▸ **To be done**:
Write out every line of the listing below as a JSON list of strings, one string per line, and leave out the blank lines.

▸ **Material provided**:
---*---
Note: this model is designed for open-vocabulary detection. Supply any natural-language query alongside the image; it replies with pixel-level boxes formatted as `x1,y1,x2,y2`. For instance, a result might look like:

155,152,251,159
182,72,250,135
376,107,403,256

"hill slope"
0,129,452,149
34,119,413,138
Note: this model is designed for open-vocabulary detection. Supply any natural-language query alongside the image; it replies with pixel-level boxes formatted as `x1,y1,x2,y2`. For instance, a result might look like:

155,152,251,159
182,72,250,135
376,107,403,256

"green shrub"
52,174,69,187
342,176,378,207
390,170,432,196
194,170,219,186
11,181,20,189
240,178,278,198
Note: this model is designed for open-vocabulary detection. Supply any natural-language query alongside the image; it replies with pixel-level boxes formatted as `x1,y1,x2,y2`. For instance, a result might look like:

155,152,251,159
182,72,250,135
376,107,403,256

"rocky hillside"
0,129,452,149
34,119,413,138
---*---
▸ **Answer to this exercise**:
[
  "Note: this model is designed for open-vocabulary detection. Supply any natural-language query alongside the image; it replies with pixel-level boxes formatted as `x1,y1,x2,y2`. For instance, a result might look like:",
  "155,152,251,159",
  "182,72,250,135",
  "376,107,403,256",
  "\"hill slope\"",
  "0,129,452,149",
  "34,119,413,138",
  "Note: this model is designed for open-vocabulary detection. Supply any natural-language query alongside the image; it replies with pixel-level boxes formatted as `x1,y1,x2,y2`. For instance, a result might look like:",
  "155,152,251,159",
  "182,72,250,135",
  "376,107,403,256",
  "\"green shrub\"",
  "52,174,69,187",
  "342,176,378,207",
  "390,170,432,196",
  "194,170,219,186",
  "11,181,20,189",
  "240,178,278,198",
  "Note: this model is designed for open-vocabulary detection. Supply any natural-language query alongside the image; it replies with pixel-level boxes formatted as `x1,y1,x2,y2`. For instance, a result might look like:",
  "155,152,251,159",
  "182,72,250,135",
  "376,107,403,256",
  "\"rocky hillside\"",
  "0,129,452,149",
  "34,119,413,138"
]